▶ **TASK INSTRUCTIONS**
In how many lines of the material does the word "black" appear? Reply with the number alone.

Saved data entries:
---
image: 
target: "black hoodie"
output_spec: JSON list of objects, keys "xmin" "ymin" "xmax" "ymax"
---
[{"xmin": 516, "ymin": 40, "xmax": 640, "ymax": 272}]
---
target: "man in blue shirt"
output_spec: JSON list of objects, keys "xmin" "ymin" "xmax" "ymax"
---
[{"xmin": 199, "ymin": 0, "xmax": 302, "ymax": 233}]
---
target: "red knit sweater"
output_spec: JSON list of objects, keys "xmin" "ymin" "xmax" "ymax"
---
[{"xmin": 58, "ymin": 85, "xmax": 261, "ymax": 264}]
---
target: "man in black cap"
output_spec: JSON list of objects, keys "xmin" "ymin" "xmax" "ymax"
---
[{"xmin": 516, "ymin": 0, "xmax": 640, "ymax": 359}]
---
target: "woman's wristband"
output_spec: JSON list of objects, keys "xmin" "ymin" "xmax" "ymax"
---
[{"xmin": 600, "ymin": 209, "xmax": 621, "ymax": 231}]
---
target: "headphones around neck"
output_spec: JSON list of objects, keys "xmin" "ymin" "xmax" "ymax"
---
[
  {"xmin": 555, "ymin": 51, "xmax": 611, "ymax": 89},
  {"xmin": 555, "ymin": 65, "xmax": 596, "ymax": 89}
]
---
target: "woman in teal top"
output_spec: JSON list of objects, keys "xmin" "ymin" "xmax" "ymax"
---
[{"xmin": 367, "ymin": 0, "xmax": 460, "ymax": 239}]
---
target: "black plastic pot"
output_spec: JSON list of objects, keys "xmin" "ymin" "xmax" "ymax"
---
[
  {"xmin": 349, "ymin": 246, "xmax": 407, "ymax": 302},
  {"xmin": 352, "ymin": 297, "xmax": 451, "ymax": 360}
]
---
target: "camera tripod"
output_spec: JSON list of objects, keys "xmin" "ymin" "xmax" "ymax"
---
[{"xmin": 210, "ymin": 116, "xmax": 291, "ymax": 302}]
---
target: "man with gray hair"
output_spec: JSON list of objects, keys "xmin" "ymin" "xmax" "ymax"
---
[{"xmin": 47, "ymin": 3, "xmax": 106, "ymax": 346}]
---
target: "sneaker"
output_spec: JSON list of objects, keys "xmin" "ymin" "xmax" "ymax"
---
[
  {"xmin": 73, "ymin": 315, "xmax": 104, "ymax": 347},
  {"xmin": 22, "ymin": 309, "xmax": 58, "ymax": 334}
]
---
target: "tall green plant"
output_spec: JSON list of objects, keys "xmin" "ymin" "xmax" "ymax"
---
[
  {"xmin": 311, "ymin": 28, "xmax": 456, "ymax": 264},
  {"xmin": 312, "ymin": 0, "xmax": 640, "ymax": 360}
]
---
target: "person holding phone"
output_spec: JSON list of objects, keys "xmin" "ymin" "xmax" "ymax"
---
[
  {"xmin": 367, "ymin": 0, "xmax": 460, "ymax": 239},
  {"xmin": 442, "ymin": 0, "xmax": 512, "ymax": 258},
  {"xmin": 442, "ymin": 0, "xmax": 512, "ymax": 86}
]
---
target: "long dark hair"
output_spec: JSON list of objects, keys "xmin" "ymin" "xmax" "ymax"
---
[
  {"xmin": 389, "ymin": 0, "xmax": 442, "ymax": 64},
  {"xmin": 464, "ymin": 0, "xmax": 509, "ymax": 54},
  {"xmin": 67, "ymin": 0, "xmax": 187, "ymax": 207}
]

▶ **RESULT FOR THIS TASK**
3